[Aim of the task] Report how many lines of the records below include the word "green". Give nothing but the number.

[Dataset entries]
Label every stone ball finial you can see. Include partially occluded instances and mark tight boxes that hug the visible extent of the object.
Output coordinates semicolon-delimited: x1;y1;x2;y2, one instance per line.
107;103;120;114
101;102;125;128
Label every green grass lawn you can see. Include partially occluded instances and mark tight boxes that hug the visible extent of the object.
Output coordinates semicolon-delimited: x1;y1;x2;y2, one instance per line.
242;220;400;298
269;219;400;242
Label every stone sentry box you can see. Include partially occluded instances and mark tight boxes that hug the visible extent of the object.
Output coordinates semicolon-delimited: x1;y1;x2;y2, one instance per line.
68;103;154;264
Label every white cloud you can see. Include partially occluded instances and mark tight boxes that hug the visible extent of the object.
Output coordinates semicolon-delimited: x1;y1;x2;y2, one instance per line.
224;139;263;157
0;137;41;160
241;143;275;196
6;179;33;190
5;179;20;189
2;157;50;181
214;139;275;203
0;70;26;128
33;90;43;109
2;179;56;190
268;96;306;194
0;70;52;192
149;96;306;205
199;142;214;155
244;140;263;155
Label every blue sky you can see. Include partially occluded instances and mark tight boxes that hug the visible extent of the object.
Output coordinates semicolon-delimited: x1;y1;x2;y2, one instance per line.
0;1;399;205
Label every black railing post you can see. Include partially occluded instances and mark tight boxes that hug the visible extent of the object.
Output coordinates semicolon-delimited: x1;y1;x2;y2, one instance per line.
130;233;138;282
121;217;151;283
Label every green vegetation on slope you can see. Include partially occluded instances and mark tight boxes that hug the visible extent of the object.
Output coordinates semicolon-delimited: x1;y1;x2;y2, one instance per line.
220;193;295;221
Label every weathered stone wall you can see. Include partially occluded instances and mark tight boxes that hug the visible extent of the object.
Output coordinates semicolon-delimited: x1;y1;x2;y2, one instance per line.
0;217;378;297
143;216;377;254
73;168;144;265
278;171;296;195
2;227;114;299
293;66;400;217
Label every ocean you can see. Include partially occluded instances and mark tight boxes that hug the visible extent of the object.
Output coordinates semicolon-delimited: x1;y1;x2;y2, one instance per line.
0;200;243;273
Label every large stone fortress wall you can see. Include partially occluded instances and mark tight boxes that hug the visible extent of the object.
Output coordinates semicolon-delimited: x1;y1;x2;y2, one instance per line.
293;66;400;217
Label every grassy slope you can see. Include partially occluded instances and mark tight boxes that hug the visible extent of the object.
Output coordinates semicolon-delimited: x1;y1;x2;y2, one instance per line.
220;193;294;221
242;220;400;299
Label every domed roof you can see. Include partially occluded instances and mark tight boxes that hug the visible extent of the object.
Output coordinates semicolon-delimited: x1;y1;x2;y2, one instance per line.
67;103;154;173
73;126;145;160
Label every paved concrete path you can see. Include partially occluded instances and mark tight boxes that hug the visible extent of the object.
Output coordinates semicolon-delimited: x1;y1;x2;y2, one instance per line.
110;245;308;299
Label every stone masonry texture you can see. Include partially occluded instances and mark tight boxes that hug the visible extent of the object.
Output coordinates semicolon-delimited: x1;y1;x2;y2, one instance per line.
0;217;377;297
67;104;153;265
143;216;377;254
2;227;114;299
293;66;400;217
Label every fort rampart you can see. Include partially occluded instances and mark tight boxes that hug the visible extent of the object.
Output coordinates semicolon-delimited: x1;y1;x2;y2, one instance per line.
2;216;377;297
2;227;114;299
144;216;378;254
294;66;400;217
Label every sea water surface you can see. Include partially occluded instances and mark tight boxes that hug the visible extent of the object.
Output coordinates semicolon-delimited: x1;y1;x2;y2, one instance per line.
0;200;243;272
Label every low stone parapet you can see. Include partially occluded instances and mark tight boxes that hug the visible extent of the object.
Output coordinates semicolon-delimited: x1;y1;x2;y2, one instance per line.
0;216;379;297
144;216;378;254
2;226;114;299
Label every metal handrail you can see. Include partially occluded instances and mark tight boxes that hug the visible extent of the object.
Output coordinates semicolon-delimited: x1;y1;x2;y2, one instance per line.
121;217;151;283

[Solution to the problem] 2